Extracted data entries
::::::::::
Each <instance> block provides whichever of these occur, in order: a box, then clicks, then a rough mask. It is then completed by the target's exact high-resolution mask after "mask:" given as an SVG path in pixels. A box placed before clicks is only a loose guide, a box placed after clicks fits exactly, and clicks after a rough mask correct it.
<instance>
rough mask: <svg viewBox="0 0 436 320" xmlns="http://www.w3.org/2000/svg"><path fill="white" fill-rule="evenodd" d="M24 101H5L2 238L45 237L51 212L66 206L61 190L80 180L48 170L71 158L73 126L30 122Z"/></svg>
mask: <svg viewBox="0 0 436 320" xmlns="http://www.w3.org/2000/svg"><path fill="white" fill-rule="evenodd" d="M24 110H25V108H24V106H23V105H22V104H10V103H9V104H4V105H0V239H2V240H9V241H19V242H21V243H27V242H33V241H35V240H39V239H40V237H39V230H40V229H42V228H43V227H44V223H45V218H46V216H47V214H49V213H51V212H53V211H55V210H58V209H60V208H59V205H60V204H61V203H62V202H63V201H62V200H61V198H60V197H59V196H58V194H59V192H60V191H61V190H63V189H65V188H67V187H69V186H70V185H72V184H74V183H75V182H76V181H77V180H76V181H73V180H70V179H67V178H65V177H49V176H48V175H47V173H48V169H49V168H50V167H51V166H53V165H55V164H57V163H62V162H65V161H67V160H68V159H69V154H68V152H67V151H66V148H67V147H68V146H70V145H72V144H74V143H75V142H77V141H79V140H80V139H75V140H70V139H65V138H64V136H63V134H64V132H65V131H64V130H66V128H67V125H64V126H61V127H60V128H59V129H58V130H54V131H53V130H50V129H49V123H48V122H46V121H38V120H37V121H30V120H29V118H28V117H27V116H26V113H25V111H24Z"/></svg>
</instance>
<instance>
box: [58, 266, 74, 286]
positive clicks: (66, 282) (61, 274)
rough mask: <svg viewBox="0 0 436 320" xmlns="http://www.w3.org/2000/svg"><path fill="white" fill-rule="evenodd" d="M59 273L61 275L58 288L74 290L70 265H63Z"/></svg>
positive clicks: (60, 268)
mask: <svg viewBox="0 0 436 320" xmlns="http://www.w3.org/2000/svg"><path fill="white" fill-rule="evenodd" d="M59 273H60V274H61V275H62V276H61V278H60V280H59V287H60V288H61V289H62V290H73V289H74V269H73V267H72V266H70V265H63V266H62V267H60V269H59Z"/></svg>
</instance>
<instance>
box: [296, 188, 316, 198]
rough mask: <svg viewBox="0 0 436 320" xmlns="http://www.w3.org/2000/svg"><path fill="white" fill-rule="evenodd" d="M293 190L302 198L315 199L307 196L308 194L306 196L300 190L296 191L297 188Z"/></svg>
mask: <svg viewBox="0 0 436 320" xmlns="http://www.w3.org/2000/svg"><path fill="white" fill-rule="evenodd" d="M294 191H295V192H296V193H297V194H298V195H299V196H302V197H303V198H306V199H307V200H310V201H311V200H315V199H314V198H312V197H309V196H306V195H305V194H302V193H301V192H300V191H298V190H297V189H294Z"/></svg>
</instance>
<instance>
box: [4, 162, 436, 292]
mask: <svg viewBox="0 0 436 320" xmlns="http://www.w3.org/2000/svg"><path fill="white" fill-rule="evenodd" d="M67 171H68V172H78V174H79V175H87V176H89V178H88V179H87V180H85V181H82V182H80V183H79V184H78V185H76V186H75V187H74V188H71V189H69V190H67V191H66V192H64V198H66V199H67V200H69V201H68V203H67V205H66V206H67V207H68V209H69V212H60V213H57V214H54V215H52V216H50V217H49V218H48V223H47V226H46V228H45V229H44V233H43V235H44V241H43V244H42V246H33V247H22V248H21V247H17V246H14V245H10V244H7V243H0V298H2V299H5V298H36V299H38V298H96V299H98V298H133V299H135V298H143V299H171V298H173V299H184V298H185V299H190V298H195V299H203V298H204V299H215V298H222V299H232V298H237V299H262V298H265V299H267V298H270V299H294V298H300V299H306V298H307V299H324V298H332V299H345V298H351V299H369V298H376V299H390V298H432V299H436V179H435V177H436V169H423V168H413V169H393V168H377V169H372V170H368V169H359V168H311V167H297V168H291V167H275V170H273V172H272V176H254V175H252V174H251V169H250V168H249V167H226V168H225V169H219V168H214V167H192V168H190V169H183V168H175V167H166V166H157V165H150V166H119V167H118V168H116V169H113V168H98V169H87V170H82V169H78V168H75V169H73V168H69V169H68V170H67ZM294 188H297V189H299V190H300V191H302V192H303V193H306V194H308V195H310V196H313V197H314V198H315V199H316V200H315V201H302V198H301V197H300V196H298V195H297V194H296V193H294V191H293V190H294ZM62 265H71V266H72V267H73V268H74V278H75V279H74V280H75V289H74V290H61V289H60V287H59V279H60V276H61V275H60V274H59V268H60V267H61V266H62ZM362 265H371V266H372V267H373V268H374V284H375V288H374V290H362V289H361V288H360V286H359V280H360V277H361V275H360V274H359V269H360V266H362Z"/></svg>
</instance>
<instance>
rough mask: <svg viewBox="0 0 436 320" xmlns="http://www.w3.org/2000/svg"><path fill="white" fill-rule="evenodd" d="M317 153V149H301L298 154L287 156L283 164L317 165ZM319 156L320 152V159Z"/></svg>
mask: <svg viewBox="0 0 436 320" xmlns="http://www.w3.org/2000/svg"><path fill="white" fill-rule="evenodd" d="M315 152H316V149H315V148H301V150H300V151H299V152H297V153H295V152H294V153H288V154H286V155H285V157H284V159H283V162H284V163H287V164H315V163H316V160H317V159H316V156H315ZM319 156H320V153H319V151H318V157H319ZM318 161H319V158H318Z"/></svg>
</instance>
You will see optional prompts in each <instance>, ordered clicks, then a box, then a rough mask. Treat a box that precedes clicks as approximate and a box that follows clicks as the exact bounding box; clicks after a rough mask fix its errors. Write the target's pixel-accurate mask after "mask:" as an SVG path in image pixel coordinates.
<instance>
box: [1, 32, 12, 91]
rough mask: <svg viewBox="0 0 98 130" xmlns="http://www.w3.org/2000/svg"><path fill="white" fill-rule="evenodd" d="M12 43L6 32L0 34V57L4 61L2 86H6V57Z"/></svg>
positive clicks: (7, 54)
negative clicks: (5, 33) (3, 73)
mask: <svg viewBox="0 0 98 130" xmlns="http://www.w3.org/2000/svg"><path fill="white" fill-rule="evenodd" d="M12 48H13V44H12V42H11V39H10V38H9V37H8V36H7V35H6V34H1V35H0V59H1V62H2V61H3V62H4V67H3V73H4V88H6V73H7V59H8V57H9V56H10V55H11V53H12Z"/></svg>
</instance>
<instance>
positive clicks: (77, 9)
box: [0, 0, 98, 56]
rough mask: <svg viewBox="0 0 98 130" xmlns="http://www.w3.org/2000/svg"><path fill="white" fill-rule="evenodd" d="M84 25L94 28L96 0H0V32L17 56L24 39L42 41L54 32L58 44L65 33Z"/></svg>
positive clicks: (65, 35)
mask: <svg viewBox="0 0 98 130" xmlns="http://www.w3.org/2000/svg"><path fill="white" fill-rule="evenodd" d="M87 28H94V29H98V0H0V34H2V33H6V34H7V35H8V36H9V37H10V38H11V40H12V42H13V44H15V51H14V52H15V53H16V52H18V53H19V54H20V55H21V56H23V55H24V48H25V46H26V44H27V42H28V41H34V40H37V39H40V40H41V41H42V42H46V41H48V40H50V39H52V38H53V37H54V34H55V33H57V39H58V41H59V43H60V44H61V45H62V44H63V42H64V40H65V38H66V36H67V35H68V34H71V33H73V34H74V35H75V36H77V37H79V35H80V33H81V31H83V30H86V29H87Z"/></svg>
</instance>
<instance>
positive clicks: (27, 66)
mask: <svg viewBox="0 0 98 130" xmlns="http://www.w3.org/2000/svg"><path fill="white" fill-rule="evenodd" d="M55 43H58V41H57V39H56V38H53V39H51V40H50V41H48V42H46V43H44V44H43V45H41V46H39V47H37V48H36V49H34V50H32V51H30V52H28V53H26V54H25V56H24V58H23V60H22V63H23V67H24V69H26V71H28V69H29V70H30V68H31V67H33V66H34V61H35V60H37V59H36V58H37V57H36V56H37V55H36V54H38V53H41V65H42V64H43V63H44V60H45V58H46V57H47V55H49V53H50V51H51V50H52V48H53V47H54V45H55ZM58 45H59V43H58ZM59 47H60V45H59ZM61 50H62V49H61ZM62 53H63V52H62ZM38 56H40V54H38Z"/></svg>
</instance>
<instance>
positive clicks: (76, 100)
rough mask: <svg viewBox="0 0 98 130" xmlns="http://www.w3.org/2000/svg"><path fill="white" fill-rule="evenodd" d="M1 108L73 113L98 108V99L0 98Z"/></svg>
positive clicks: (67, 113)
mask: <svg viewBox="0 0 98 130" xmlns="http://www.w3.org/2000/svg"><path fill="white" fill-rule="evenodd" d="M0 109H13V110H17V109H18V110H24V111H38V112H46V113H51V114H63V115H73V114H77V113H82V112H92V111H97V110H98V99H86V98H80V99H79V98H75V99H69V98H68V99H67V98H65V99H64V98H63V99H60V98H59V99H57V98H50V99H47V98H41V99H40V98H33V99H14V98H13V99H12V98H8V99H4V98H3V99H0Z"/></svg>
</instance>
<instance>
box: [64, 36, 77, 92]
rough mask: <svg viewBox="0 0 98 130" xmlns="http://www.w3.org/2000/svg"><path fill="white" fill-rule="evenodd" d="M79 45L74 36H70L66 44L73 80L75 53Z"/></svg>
::::::::::
Description of the task: Count the lines of the material that contain the string "rough" and give only that number.

Response area: 10